--- Begin Document excerpt ---

Orbital clutter reaching crisis point

Paul Raven @ 10-05-2011

A grim prognosis from Marshall Kaplan, orbital debris expert at John Hopkins University:

“The proliferation is irreversible. Any cleanup would be too expensive. Given this insight, it is unlikely spacefaring nations are going to do anything significant about cleaning up space,” Kaplan said. “The fact is that we really can’t do anything. We can’t afford it. We don’t have the technology. We don’t have the cooperation. Nobody wants to pay for it. Space debris cleanup is a ‘growth industry,’ but there are no customers. In addition, it is politically untenable.”

[…]

“There is a good chance that we may have to eventually abandon all active satellites in currently used orbits,” Kaplan said. “One possible scenario for the future is that we may phase out this generation of spacecraft while replacing them with a brand-new infrastructure of low-orbiting constellations of small satellites, each of which partially contributes to collecting desired data or making communications links.”

These constellations could be placed below 370 miles (600 km), thus avoiding the debris issue.

“Such a new infrastructure could be developed over the next 20, 30 or 40 years,” Kaplan said. “We should have plenty of time to make the transition, so let’s use it wisely. We all caused this problem … there is no doubt about that. And, nobody will claim somebody else did it.”

Nobody will claim someone else did it? Charming political naivete from Mister Kaplan, there; there’ll be plenty of finger-pointing once the rate of failed launches due to debris collisions increases significantly. I’m guessing China will be on the receiving end of most of it, too.

--- End Document excerpt ---
--- Begin Data records ---

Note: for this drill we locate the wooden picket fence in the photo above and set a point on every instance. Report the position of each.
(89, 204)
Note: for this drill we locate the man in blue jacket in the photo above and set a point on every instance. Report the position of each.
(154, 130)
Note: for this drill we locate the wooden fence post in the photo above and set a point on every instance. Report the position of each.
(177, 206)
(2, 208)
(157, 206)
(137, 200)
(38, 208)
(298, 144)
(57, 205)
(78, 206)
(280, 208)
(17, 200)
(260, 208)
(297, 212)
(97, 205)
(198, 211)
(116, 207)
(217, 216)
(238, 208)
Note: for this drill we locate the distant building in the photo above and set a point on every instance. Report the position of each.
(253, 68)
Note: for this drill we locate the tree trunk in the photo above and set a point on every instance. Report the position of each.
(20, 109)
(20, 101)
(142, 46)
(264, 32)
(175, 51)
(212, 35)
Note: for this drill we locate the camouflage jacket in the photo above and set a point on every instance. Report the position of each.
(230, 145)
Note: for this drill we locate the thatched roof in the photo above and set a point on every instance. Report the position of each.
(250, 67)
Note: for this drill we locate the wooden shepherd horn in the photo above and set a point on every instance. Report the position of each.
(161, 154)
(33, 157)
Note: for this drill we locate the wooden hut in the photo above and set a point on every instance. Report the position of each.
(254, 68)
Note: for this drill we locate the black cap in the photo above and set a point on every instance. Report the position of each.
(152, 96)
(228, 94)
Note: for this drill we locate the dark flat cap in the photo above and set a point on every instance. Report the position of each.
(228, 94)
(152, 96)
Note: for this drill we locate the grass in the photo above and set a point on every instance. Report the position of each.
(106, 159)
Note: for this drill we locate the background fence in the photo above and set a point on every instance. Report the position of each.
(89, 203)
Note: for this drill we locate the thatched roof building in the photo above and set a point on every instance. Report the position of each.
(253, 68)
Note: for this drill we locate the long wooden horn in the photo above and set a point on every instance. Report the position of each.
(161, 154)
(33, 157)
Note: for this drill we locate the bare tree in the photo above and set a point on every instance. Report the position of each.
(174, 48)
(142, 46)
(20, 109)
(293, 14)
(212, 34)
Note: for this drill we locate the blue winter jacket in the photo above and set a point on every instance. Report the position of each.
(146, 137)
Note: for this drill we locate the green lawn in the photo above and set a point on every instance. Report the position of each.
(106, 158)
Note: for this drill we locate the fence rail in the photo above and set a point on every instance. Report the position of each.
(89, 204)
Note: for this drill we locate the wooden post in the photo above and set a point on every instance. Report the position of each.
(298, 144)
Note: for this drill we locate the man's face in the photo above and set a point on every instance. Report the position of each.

--- End Data records ---

> [Tasks to complete]:
**A)** Check each statement against the orbital debris post and answer yes or no, quoting the words of the post that decide it. (i) Kaplan says the proliferation of orbital debris can still be reversed. (ii) The post says the constellations could be placed below 370 miles (600 km). (iii) Kaplan estimates the new infrastructure could be developed over the next 20, 30 or 40 years.
**B)** Copy everything from "Nobody will claim someone" down to "of it, too." in the orbital debris post, renaming "Mister Kaplan" as "Professor Kaplan".

> [The replies]:
**A)**
(i) No: "The proliferation is irreversible."
(ii) Yes: "These constellations could be placed below 370 miles (600 km), thus avoiding the debris issue."
(iii) Yes: "Such a new infrastructure could be developed over the next 20, 30 or 40 years,"

**B)**
Nobody will claim someone else did it? Charming political naivete from Professor Kaplan, there; there’ll be plenty of finger-pointing once the rate of failed launches due to debris collisions increases significantly. I’m guessing China will be on the receiving end of most of it, too.